**Exercise brief**
Could you return every item below word for word, without changing a single character?

--- BEGIN Data for processing ---

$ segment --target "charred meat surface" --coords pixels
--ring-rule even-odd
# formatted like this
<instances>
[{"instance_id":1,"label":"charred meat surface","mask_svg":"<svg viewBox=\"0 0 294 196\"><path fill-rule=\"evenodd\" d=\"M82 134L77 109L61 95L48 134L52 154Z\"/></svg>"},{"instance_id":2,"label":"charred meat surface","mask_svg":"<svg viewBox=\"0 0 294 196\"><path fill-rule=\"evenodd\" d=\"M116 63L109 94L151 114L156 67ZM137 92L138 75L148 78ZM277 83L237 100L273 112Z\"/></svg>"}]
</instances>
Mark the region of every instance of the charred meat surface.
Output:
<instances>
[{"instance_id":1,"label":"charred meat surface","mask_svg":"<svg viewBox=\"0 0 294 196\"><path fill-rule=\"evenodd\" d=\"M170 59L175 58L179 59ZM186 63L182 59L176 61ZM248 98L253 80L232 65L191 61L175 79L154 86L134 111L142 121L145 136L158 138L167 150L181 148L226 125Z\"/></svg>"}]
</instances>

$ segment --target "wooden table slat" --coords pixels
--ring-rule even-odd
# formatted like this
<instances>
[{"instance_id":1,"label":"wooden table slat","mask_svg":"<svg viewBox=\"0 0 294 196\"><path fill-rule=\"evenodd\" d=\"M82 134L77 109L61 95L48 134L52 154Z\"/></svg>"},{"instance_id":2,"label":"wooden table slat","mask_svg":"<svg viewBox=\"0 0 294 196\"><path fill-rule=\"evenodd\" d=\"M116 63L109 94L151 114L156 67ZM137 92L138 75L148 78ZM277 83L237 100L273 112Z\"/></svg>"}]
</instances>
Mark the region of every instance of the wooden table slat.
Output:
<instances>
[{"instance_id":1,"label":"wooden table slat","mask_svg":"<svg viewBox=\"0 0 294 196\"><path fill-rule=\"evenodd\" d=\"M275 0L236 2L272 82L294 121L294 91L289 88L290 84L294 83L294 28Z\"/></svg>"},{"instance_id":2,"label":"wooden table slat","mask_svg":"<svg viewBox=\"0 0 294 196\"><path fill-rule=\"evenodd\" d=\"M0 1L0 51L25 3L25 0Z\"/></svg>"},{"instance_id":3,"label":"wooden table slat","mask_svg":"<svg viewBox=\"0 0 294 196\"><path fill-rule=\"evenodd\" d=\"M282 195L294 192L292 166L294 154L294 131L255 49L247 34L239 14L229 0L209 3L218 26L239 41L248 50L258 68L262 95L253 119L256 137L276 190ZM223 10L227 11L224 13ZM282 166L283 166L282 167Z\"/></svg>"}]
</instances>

--- END Data for processing ---

**Final result**
$ segment --target "charred meat surface" --coords pixels
--ring-rule even-odd
# formatted like this
<instances>
[{"instance_id":1,"label":"charred meat surface","mask_svg":"<svg viewBox=\"0 0 294 196\"><path fill-rule=\"evenodd\" d=\"M82 134L77 109L61 95L48 134L52 154Z\"/></svg>"},{"instance_id":2,"label":"charred meat surface","mask_svg":"<svg viewBox=\"0 0 294 196\"><path fill-rule=\"evenodd\" d=\"M116 63L109 94L151 114L156 67ZM137 92L138 75L148 78ZM277 83L237 100L273 112Z\"/></svg>"}]
</instances>
Mark the region of every instance of the charred meat surface.
Output:
<instances>
[{"instance_id":1,"label":"charred meat surface","mask_svg":"<svg viewBox=\"0 0 294 196\"><path fill-rule=\"evenodd\" d=\"M170 59L175 58L179 59ZM186 63L182 59L176 61ZM248 98L253 80L232 65L191 61L175 79L154 86L134 111L142 121L145 136L158 138L167 150L181 148L226 125Z\"/></svg>"}]
</instances>

$ segment --target "wooden table slat" --coords pixels
--ring-rule even-odd
# formatted like this
<instances>
[{"instance_id":1,"label":"wooden table slat","mask_svg":"<svg viewBox=\"0 0 294 196\"><path fill-rule=\"evenodd\" d=\"M82 134L77 109L61 95L48 134L52 154Z\"/></svg>"},{"instance_id":2,"label":"wooden table slat","mask_svg":"<svg viewBox=\"0 0 294 196\"><path fill-rule=\"evenodd\" d=\"M116 63L109 94L151 114L156 67ZM137 92L138 75L148 78ZM277 83L237 100L273 112Z\"/></svg>"}]
</instances>
Mark the region of every instance of the wooden table slat.
Output:
<instances>
[{"instance_id":1,"label":"wooden table slat","mask_svg":"<svg viewBox=\"0 0 294 196\"><path fill-rule=\"evenodd\" d=\"M275 0L236 2L272 82L294 121L294 91L289 88L290 84L294 83L294 28Z\"/></svg>"},{"instance_id":2,"label":"wooden table slat","mask_svg":"<svg viewBox=\"0 0 294 196\"><path fill-rule=\"evenodd\" d=\"M0 1L0 51L25 3L25 0Z\"/></svg>"},{"instance_id":3,"label":"wooden table slat","mask_svg":"<svg viewBox=\"0 0 294 196\"><path fill-rule=\"evenodd\" d=\"M282 195L294 192L292 166L294 154L294 131L255 49L247 34L239 14L229 0L209 3L218 26L239 41L248 50L258 68L262 95L253 119L256 137L276 190ZM223 10L227 11L224 13ZM282 166L283 166L282 167Z\"/></svg>"}]
</instances>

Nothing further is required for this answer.